§ **Text excerpt**:
▼

Figure 6. Point size.

However, if you want the points to be different colors this can be added to the aesthetic component (in either the ggplot() or geom_point() component). For example lets change the size and color of the points by a car’s horsepower (hp) a continuous variable in the dataframe.

ggplot(mtcars, aes(wt, mpg)) + 
  geom_point(aes(size=hp, color=hp)) +
  geom_smooth(alpha=.1)

Figure 7. Continuous horsepower for color and size.

The colors and sizes could also be determined by changing hp to a factor.

library(tidyverse)
mtcars %>% 
  mutate(hp = factor(hp)) %>% 
  ggplot(aes(wt, mpg)) + 
  geom_point(aes(size = hp, color=hp)) +
  geom_smooth(alpha=.1)

Figure 8. Factored horse power for point color and size.

However this will often create too many discrete groups to clearly understand what is being plotted, therefore a “better” method is to define the scales for the data points. This can be done with scale_color_gradientn().

mtcars %>% 
ggplot(aes(wt, mpg)) + 
  geom_point(aes(size=hp, color=hp))+
  geom_smooth(alpha=.1) +
  scale_colour_gradientn(colours=rainbow(5)) +
  scale_size(range=c(0,7))

Figure 9. Continuous horsepower color gradient.

Want to define where the legend breaks? no problem, just add a vector of values.

bs <- seq(0,350,25) # define break locations

ggplot(mtcars, aes(wt, mpg)) + 
  geom_point(aes(size=hp, color=hp)) +
  geom_smooth(alpha=.1) +
  scale_colour_gradientn(colours=rainbow(5), breaks=as.vector(bs)) +
  scale_size(range=c(0,7), breaks=as.vector(bs))

Figure 10. Continuous horsepower color gradient with defined breaks.

▲

§ **Object pointing dataset entries**:
▼

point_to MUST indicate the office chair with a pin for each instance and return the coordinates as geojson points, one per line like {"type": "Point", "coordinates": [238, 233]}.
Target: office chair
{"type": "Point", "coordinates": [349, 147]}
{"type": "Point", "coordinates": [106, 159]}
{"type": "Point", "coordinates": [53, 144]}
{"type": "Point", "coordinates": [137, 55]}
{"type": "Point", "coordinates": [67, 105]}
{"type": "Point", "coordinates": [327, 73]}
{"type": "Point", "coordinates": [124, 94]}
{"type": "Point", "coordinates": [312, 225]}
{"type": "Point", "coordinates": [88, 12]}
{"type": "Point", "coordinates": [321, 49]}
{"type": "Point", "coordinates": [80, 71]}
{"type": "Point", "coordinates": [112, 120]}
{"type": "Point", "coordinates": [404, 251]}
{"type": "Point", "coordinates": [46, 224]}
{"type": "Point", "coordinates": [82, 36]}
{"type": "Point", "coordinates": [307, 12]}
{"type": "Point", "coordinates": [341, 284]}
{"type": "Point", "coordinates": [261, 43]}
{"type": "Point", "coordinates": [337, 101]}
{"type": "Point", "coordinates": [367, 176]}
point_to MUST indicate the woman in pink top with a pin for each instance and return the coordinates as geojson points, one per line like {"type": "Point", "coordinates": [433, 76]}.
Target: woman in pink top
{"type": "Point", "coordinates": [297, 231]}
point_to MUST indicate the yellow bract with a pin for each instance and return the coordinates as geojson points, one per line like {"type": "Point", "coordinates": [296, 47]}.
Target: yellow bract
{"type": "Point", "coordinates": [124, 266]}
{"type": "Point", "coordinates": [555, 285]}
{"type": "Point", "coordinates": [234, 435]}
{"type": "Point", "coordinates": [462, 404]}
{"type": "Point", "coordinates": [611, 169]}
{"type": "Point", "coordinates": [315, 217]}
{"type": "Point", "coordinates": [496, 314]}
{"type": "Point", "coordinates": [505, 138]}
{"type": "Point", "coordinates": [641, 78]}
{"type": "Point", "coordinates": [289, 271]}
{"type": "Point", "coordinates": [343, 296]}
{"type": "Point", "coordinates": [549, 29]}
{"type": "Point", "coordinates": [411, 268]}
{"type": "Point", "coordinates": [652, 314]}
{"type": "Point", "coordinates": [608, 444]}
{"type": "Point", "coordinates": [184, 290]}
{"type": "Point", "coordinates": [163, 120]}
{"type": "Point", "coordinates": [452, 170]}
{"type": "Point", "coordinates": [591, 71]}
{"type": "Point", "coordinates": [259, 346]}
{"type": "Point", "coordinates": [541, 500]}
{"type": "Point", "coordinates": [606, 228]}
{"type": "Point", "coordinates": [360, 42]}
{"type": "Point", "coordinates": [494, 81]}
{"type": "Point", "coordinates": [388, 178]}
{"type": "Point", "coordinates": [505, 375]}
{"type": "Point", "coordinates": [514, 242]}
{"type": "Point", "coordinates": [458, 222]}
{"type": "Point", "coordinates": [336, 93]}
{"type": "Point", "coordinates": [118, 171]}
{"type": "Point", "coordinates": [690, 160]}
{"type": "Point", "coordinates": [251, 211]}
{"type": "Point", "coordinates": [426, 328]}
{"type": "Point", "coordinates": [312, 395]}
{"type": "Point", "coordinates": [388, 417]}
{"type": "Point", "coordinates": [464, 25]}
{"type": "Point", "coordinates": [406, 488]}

▲

§ **Exercise requirements**:
[1] Sum up the ggplot tutorial on point color and size in two sentences.
[2] Pick up the ggplot tutorial on point color and size after its last line and keep it going.
The entries come from a separate source, not from the ggplot tutorial.

§ **In response**:
[1] Mapping a car's horsepower (hp), a continuous variable, to size and color in the aesthetic component makes the points vary by that value, and turning hp into a factor also works but often creates too many discrete groups to read clearly. A better method is to define the scales with scale_color_gradientn(), and the legend breaks can be set by adding a vector of values.

[2]
Note that the legend may fall off the plotted area of the figure. One way to fix this is to remove one of the legends, in this case the legend that references the size of the points.

ggplot(mtcars, aes(wt, mpg)) + 
  geom_point(aes(size=hp, color=hp)) +
  geom_smooth(alpha=.1) +
  scale_colour_gradientn(colours=rainbow(5), breaks=as.vector(bs)) +
  scale_size(range=c(0,7), breaks=as.vector(bs), guide = FALSE)

Figure 11. Continuous horsepower color gradient with defined breaks and one legend removed.

The legend now breaks in increments of 25 using a 5 color scale from the rainbow color palette.

4.2 Axis tickmarks

It is quite easy to change the axis tick marks. Change the y-axis to every 5th value.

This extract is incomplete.